Locate every line in the material that contains the string "grass" and copy each of those lines in full.
>> begin
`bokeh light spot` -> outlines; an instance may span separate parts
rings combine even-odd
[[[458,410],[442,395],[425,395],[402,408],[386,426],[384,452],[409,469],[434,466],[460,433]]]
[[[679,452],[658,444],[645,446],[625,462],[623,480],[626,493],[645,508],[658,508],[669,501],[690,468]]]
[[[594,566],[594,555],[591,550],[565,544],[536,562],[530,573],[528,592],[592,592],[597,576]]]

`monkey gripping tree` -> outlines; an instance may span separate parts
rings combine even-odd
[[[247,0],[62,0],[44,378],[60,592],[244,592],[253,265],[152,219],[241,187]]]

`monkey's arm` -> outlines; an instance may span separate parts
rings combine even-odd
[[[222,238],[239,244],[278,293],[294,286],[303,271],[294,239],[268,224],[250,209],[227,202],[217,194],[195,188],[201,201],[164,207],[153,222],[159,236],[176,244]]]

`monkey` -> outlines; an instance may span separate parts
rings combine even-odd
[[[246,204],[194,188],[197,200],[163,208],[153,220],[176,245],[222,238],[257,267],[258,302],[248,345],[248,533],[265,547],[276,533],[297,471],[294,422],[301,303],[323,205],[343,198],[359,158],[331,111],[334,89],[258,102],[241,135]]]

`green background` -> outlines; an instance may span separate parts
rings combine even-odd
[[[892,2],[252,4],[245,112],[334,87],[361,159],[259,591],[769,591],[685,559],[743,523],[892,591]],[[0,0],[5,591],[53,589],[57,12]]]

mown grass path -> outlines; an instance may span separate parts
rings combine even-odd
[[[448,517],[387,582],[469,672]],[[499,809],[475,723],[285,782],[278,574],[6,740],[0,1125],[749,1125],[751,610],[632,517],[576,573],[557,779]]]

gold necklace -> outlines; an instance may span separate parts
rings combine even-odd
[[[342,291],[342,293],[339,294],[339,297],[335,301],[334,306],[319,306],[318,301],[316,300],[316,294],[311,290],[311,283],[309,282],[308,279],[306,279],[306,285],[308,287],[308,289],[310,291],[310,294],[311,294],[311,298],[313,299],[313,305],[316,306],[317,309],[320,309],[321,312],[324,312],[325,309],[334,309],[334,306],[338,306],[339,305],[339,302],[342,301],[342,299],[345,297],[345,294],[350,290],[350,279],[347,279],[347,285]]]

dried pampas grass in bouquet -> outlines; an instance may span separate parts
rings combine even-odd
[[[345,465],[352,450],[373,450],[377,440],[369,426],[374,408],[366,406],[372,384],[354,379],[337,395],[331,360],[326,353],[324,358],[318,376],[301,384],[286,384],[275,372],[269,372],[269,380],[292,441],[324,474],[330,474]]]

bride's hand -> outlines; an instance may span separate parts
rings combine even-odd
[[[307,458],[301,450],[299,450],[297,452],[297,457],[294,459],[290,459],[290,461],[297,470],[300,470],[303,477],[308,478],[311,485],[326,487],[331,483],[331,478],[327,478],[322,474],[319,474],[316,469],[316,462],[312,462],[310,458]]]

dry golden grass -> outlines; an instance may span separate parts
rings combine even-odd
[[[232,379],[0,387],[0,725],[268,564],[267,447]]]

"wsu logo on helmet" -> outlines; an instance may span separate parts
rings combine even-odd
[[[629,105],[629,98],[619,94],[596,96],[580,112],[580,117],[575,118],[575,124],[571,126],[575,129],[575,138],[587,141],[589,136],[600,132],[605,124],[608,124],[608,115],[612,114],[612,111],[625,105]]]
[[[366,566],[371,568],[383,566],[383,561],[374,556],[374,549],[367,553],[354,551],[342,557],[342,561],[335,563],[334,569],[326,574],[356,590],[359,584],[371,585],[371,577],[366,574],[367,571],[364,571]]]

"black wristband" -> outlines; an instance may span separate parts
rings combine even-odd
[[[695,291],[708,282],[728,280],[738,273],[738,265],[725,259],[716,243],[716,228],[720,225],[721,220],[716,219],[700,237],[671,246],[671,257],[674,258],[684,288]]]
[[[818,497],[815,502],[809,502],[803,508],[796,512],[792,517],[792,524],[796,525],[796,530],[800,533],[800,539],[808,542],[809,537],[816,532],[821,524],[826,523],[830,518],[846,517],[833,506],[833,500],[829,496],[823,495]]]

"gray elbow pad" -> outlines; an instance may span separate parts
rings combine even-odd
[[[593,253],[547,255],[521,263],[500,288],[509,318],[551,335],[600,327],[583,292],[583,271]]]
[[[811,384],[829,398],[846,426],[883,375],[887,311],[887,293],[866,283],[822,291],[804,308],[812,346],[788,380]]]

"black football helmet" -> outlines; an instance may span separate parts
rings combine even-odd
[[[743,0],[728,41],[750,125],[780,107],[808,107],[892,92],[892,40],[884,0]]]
>> end
§ Complete output:
mown grass path -> outlines; an instance may span separate parts
dried pampas grass in bouquet -> outlines; an instance may span separate parts
dry golden grass -> outlines; an instance may span separate parts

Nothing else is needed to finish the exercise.